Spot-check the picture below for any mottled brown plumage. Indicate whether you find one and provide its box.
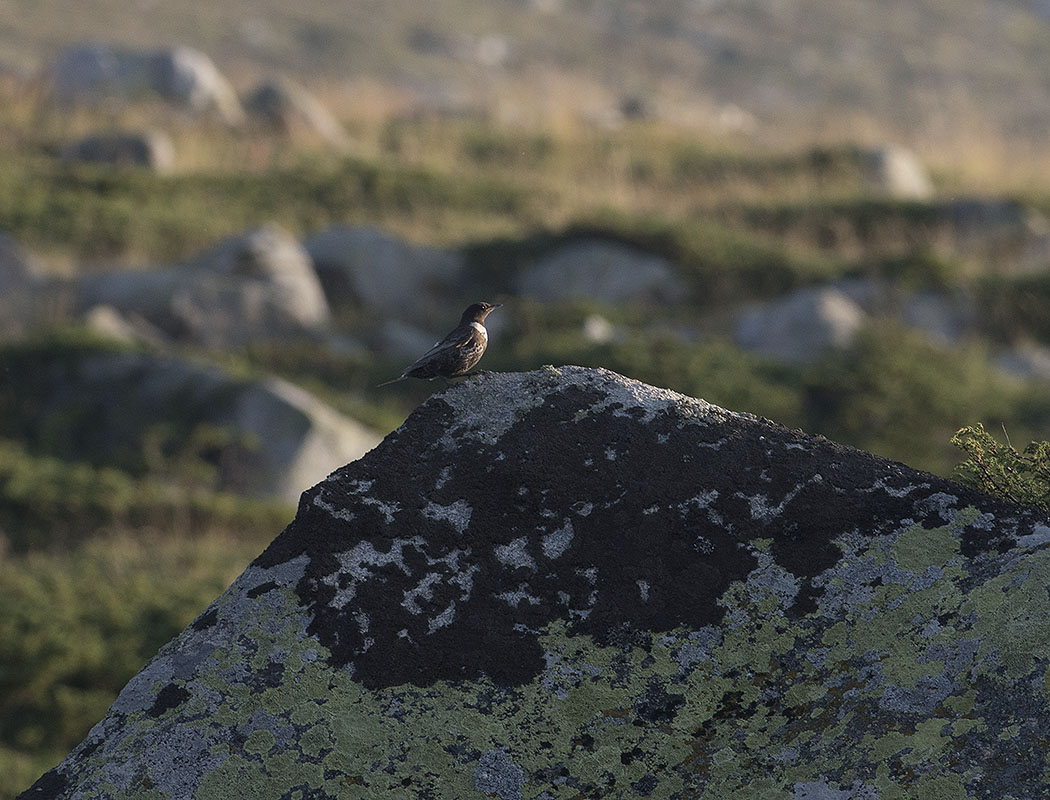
[379,302,503,386]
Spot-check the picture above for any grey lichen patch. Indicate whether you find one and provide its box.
[422,500,470,533]
[474,750,525,800]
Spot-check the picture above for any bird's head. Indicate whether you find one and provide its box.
[460,302,503,324]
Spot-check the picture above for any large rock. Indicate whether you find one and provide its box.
[863,145,933,201]
[735,287,866,363]
[245,78,347,147]
[0,233,42,337]
[23,367,1050,800]
[50,43,244,124]
[76,226,329,348]
[8,351,379,503]
[303,226,464,322]
[517,238,687,306]
[62,130,175,174]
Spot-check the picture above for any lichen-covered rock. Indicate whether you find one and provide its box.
[25,367,1050,800]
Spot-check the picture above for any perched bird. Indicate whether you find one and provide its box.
[379,302,503,386]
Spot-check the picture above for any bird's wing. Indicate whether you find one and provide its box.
[405,328,473,373]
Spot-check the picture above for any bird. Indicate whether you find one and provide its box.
[377,302,503,388]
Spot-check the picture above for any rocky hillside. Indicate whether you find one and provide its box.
[0,0,1050,155]
[23,367,1050,800]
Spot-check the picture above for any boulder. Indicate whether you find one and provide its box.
[993,342,1050,383]
[76,226,329,349]
[245,78,347,147]
[863,145,933,201]
[0,233,42,337]
[517,238,688,306]
[735,287,866,363]
[22,367,1050,800]
[62,130,175,174]
[149,47,244,125]
[14,349,379,503]
[50,43,244,125]
[303,226,464,323]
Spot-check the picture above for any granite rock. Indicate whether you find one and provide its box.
[23,367,1050,800]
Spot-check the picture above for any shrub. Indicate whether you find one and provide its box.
[951,423,1050,511]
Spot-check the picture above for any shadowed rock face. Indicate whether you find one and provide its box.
[18,367,1050,800]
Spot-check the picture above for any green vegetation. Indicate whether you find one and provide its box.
[0,522,276,798]
[951,423,1050,511]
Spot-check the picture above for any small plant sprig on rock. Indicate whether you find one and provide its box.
[951,423,1050,510]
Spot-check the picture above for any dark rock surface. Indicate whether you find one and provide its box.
[24,367,1050,800]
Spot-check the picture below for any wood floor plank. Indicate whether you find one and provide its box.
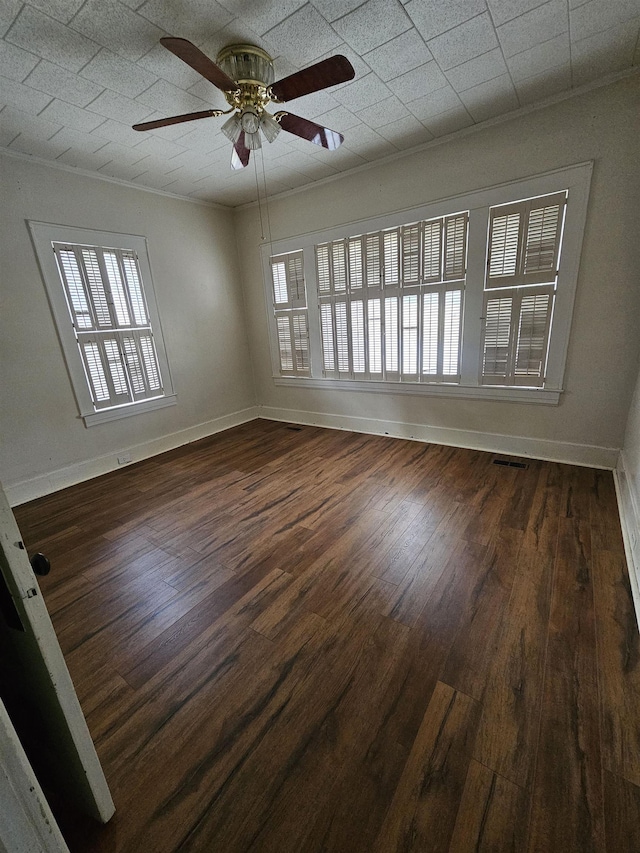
[449,761,527,853]
[7,420,640,853]
[373,682,479,853]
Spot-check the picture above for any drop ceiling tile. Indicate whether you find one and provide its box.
[507,33,570,81]
[87,89,157,124]
[425,107,474,137]
[570,0,640,42]
[137,0,234,45]
[56,148,108,172]
[487,0,545,27]
[498,0,569,58]
[29,0,84,24]
[80,47,158,98]
[515,65,571,104]
[264,4,342,66]
[73,0,165,61]
[0,0,24,36]
[313,0,363,22]
[364,28,433,82]
[0,78,51,113]
[9,133,65,160]
[376,115,433,151]
[333,0,411,54]
[136,80,209,116]
[407,86,464,122]
[0,41,39,83]
[388,62,447,104]
[137,42,202,89]
[571,18,640,86]
[316,105,362,133]
[89,141,145,164]
[6,6,99,71]
[40,100,109,133]
[25,59,104,107]
[99,160,148,181]
[0,107,61,141]
[334,72,391,112]
[446,47,507,92]
[357,95,413,128]
[51,127,112,152]
[427,12,498,71]
[89,118,144,148]
[131,134,185,160]
[405,0,487,41]
[458,74,520,121]
[221,0,307,35]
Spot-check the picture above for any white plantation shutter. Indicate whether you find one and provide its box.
[485,192,567,289]
[52,243,164,410]
[482,285,554,387]
[271,246,310,376]
[271,252,307,309]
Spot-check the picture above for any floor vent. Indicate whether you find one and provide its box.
[493,459,529,468]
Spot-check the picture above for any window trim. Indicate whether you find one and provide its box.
[27,220,177,427]
[261,161,593,405]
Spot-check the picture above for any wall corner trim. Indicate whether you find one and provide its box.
[613,450,640,630]
[4,406,259,507]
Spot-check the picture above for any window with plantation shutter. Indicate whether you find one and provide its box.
[315,212,468,383]
[52,242,164,410]
[271,252,310,376]
[482,193,567,387]
[264,163,592,405]
[29,222,176,426]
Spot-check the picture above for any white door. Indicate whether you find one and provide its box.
[0,486,115,823]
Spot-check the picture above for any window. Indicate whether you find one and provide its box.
[315,213,468,382]
[30,223,175,425]
[271,252,309,376]
[265,163,592,404]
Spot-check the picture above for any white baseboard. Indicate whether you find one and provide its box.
[4,406,260,506]
[613,450,640,629]
[258,406,620,471]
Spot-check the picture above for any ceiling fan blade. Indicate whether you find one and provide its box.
[270,54,356,101]
[231,130,251,170]
[133,110,220,130]
[278,113,344,151]
[160,36,238,92]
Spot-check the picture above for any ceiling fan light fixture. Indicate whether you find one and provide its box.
[244,130,262,151]
[260,112,282,142]
[220,113,242,144]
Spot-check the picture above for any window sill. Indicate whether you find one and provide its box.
[273,376,562,406]
[81,394,178,427]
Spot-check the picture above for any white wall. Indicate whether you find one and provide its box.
[616,352,640,626]
[236,76,640,467]
[0,156,254,504]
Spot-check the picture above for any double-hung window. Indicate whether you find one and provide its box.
[30,223,175,425]
[264,163,592,404]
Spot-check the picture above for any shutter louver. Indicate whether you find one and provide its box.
[422,219,442,281]
[349,237,364,290]
[402,224,420,286]
[482,296,513,378]
[515,293,551,379]
[367,299,382,373]
[444,214,467,281]
[365,234,382,287]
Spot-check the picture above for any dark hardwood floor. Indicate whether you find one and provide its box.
[11,421,640,853]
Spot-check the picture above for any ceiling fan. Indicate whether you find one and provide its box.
[133,37,355,169]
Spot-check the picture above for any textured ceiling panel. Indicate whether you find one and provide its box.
[0,0,640,206]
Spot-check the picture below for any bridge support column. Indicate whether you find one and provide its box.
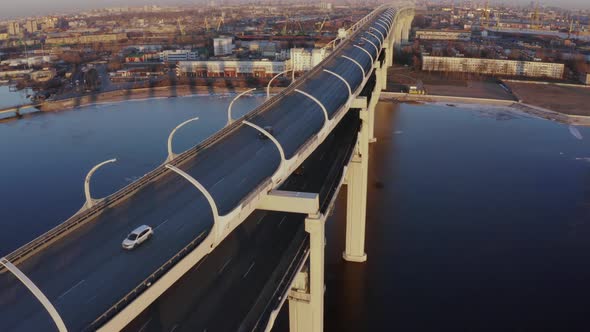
[289,215,326,332]
[342,109,369,262]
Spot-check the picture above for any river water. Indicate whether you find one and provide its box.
[0,85,33,109]
[0,95,264,255]
[326,103,590,331]
[0,96,590,331]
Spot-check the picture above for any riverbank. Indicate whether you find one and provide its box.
[0,85,282,121]
[380,92,590,126]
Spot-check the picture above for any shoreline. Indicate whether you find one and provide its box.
[379,92,590,127]
[0,85,282,122]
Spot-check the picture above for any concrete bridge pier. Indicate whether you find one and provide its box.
[342,108,369,263]
[289,215,326,332]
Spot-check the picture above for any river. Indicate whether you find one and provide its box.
[0,95,264,255]
[0,85,33,109]
[0,96,590,331]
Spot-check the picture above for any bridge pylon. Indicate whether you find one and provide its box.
[289,215,326,332]
[342,101,369,262]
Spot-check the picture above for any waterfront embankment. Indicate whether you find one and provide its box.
[380,92,590,126]
[0,85,282,120]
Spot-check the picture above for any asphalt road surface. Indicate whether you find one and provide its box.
[124,108,359,332]
[0,8,398,331]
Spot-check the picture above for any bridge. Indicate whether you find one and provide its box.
[0,5,414,331]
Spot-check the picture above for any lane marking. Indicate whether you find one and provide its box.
[86,295,98,304]
[154,219,170,230]
[211,178,225,187]
[138,317,153,332]
[278,216,287,227]
[193,255,209,270]
[57,279,86,300]
[242,262,256,279]
[217,257,233,274]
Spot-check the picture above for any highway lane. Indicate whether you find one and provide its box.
[125,112,359,332]
[0,9,398,330]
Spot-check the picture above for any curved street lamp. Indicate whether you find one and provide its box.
[166,117,199,162]
[266,68,295,99]
[82,158,117,209]
[227,88,256,125]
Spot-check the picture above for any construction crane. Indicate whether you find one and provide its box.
[281,15,289,36]
[316,15,330,35]
[483,0,490,28]
[205,17,211,31]
[297,19,305,36]
[531,0,539,29]
[176,18,186,36]
[216,16,225,32]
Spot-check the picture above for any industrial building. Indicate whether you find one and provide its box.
[45,33,127,45]
[25,19,39,33]
[8,22,20,36]
[176,60,286,77]
[213,37,234,56]
[289,48,327,71]
[422,55,565,79]
[160,50,199,62]
[416,30,471,41]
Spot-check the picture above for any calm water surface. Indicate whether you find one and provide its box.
[326,103,590,331]
[0,85,33,108]
[0,96,263,255]
[0,96,590,331]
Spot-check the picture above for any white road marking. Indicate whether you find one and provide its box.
[277,216,287,227]
[212,178,225,187]
[193,255,209,270]
[154,219,170,230]
[138,317,153,332]
[86,295,98,303]
[242,262,256,279]
[57,279,86,300]
[217,257,233,274]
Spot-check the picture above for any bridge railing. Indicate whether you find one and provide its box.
[0,5,398,272]
[91,5,400,328]
[84,231,208,331]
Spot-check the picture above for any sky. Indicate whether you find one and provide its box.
[0,0,590,19]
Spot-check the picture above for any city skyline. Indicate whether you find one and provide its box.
[0,0,590,20]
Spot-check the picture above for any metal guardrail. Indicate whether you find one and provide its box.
[6,6,400,330]
[84,231,209,331]
[90,6,398,327]
[0,5,398,272]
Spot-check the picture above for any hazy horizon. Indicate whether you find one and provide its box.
[0,0,590,20]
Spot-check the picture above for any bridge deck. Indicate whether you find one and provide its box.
[0,9,393,331]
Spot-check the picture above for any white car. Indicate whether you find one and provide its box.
[122,225,154,250]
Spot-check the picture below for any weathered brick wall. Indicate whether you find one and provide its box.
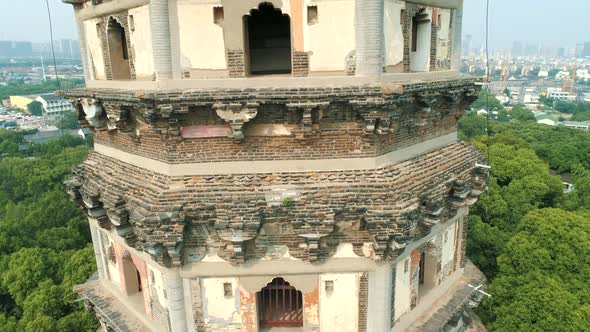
[291,51,309,77]
[357,272,369,332]
[70,144,481,264]
[72,80,476,164]
[150,301,170,332]
[225,50,246,78]
[191,278,206,332]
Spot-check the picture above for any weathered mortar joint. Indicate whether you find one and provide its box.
[213,102,260,142]
[350,97,395,135]
[286,101,330,143]
[104,104,133,131]
[144,208,186,267]
[79,98,106,128]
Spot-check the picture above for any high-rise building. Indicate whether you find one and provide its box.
[66,0,488,332]
[463,35,473,56]
[576,44,584,57]
[0,41,33,57]
[512,41,523,56]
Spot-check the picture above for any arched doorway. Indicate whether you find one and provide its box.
[107,17,131,80]
[121,253,143,296]
[244,2,291,75]
[256,278,303,328]
[410,8,432,72]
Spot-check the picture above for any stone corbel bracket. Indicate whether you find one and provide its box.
[142,211,186,267]
[104,104,130,131]
[449,180,471,211]
[213,203,262,263]
[80,98,106,129]
[364,210,406,259]
[213,102,260,142]
[80,187,111,229]
[421,198,445,231]
[287,101,330,140]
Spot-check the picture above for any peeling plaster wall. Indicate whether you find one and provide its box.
[383,0,406,72]
[410,7,432,72]
[201,278,242,331]
[303,287,320,331]
[303,0,355,71]
[221,0,291,50]
[177,0,227,70]
[129,6,154,80]
[440,221,459,281]
[394,255,411,320]
[436,8,451,68]
[319,273,359,332]
[84,19,107,80]
[103,235,123,289]
[148,265,168,309]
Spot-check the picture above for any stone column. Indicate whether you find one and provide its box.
[90,221,108,280]
[164,269,188,332]
[76,19,94,81]
[451,3,463,70]
[355,0,385,76]
[367,262,395,331]
[149,0,172,80]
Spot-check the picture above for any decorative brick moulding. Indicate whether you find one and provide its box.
[67,79,478,164]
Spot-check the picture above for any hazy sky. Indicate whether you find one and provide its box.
[0,0,590,49]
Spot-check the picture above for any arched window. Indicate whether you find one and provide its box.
[107,17,131,80]
[257,278,303,327]
[244,2,291,75]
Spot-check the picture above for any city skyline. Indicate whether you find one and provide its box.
[0,0,590,50]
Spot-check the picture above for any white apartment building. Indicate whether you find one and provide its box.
[35,93,74,116]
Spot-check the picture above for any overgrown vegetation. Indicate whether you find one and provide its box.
[0,130,98,332]
[460,113,590,331]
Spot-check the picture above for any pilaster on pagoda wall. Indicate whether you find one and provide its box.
[355,0,385,76]
[149,0,172,80]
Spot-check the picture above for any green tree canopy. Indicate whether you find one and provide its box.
[510,104,537,122]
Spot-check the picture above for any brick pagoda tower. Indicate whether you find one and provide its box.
[63,0,487,332]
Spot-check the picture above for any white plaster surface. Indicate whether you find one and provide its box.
[441,221,459,274]
[103,235,121,289]
[201,278,241,324]
[147,265,168,308]
[319,273,359,332]
[410,8,432,72]
[303,0,355,71]
[394,255,412,320]
[383,0,405,66]
[177,0,227,69]
[129,6,154,80]
[436,8,451,67]
[367,262,392,331]
[84,19,106,80]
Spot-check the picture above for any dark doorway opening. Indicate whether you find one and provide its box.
[418,252,426,285]
[107,17,131,80]
[256,278,303,327]
[244,2,291,75]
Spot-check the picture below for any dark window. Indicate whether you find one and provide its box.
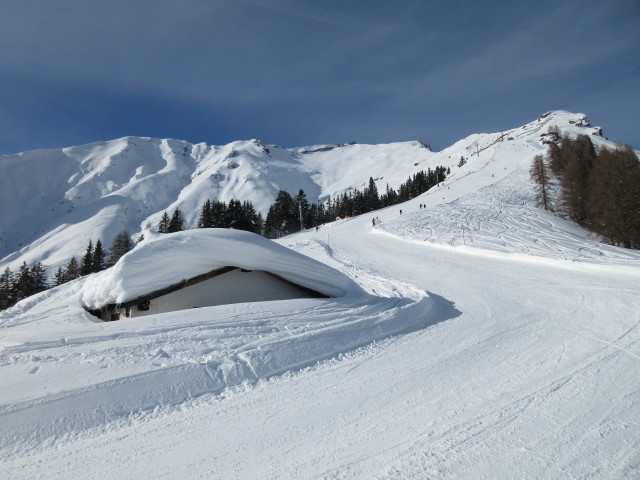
[138,300,151,312]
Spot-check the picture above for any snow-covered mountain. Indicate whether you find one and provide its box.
[0,112,640,480]
[0,112,608,270]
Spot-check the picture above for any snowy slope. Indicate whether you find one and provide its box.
[0,137,431,271]
[0,112,640,479]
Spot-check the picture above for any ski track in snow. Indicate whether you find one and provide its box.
[0,110,640,480]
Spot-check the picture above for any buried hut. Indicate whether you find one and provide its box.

--------------------

*WHAT NEEDS TO BE DONE*:
Restate everything in the listing from the line containing "Spot-check the picture above for any white road" down to the line containing "[0,0,590,19]", both ends included. Keep every line, including those without boxes, and add 134 to each bounding-box coordinate.

*RESULT OF THE EXERCISE*:
Spot-check the picture above for any white road marking. Indicate whether you find one and provide its box.
[411,350,421,361]
[346,312,359,321]
[327,389,343,404]
[288,353,304,364]
[272,451,287,466]
[220,429,232,437]
[376,396,390,413]
[191,413,220,434]
[351,391,367,408]
Spot-check the picture above for any bridge railing. Indicate whether you find one and provide its box.
[134,139,532,406]
[225,139,534,462]
[218,365,342,465]
Spot-check the picture above for any sky. Indicate whether you find one and provide its box.
[134,134,724,153]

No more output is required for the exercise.